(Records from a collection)
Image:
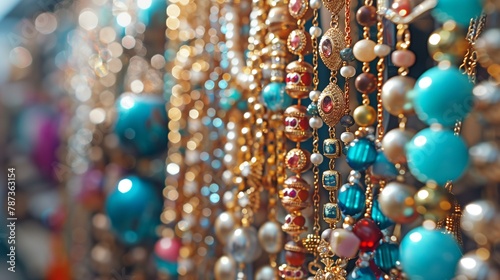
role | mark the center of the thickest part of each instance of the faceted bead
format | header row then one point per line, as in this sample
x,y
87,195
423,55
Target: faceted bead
x,y
361,154
368,233
351,200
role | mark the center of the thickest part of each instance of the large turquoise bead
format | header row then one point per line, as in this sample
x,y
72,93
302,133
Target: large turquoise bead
x,y
386,255
351,200
442,95
361,153
134,208
429,254
460,11
437,155
275,97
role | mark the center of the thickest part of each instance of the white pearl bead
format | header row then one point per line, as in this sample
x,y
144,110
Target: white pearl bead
x,y
382,50
315,31
364,50
316,158
315,122
315,4
314,95
347,137
347,71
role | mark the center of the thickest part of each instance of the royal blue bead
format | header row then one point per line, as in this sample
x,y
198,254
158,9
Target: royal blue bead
x,y
379,218
437,155
442,95
275,97
361,153
386,255
351,200
460,11
134,208
361,273
141,124
429,254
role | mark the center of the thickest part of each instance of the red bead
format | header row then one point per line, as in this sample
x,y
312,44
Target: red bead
x,y
369,234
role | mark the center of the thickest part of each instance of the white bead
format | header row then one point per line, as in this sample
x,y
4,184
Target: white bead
x,y
315,31
382,50
316,158
314,95
315,4
347,137
347,71
315,122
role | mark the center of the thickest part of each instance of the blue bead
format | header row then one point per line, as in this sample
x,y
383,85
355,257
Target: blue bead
x,y
351,200
134,208
460,11
429,254
379,218
386,255
275,97
361,273
361,154
437,155
442,95
141,124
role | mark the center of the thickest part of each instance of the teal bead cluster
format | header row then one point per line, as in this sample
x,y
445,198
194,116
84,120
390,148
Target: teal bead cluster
x,y
437,155
275,97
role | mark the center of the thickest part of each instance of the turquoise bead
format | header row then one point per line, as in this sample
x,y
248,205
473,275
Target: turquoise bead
x,y
361,153
351,200
442,95
460,11
386,255
361,273
437,155
275,97
429,254
379,218
134,208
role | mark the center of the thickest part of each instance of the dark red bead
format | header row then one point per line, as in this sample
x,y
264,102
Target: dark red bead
x,y
368,232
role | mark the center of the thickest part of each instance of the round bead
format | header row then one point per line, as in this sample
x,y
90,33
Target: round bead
x,y
395,95
315,122
364,50
364,115
347,71
436,100
430,149
366,83
393,144
419,244
344,243
351,200
347,137
225,268
366,16
316,158
361,154
403,58
397,203
460,11
368,233
382,50
271,237
275,97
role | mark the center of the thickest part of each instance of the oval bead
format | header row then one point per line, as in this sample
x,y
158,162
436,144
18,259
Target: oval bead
x,y
431,149
351,200
361,154
419,244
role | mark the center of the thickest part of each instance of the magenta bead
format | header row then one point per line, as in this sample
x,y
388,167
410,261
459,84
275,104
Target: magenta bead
x,y
403,58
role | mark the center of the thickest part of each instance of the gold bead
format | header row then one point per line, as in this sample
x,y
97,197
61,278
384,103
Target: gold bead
x,y
364,115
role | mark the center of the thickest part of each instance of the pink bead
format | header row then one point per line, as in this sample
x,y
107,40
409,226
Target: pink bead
x,y
344,243
403,58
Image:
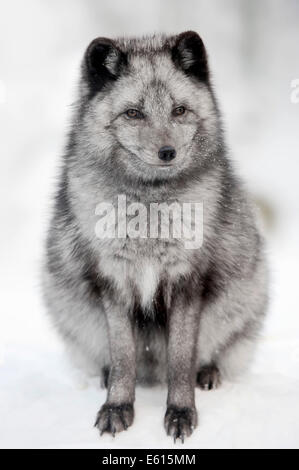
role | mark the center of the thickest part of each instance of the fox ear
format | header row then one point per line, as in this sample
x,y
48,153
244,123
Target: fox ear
x,y
190,55
102,62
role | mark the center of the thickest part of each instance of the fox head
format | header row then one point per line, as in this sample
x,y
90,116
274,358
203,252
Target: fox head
x,y
149,106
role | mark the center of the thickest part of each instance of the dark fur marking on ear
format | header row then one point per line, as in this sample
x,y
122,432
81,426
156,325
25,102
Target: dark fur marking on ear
x,y
190,55
103,63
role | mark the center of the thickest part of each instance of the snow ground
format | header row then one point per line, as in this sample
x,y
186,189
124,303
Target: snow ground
x,y
42,404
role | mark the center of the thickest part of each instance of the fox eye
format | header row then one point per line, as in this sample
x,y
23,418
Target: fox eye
x,y
179,111
134,114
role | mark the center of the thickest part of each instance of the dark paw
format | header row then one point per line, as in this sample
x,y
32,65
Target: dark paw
x,y
180,422
114,418
105,376
208,377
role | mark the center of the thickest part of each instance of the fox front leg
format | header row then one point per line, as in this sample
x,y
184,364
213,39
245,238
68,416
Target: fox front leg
x,y
181,414
118,412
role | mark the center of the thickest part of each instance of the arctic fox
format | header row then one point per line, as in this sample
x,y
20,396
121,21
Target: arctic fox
x,y
150,309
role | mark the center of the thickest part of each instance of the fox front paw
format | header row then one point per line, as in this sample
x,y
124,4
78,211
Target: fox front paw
x,y
114,418
180,422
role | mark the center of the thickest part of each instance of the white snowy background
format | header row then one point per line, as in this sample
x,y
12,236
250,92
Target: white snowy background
x,y
254,52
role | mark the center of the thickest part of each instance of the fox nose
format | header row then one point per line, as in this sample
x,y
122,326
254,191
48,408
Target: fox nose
x,y
167,153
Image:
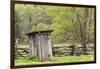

- Exercise prompt
Reproduce the stretch of the listing from the line that contains "the snow ground" through the end of the listing, both ends included, keeping the requests and multiplying every answer coordinate by 1.85, rounded to whole numbers with halves rounded up. Leave the pictures out of your answer.

- Task solution
role | mark the center of the thickest part of each instance of the snow ground
format | header row then one point per line, as in this sample
x,y
186,189
124,303
Target: snow ground
x,y
78,747
role | mark the center of the thickest part of each instance of the fox eye
format | header row then one point per line, as in this sample
x,y
23,418
Target: fox eye
x,y
331,205
248,211
role | mark the center of the thickest part of each instance of the dark paw
format | header row then one point per line, as in this sample
x,y
32,65
Target: dark paw
x,y
333,781
211,773
194,696
385,697
role | mark the center of the thickest part of each instance of the fox front leg
format | header row then one point per line, as in this sample
x,y
184,364
213,39
245,238
68,416
Target: fox front leg
x,y
335,766
218,762
role | mark the center of the thickest part of each instance of the arctic fox
format | header row then one point per line, as in this sample
x,y
20,396
121,21
Target: arctic fox
x,y
278,572
role | mark the center of the thickest part of each instance of the fox front paw
format | header row then one point per line, as in this sample
x,y
124,4
78,211
Target: fox front paw
x,y
211,773
333,781
role | mark the center of the thickest part of each instance of the white snowy background
format | header row then one point per line, as in this sample
x,y
12,236
250,92
Target: white snowy background
x,y
470,96
role | mark the center of the thickest part of each instance of the fox nose
format | header row then one point per line, as in this sample
x,y
122,326
254,191
48,408
Target: fox nose
x,y
309,283
Image:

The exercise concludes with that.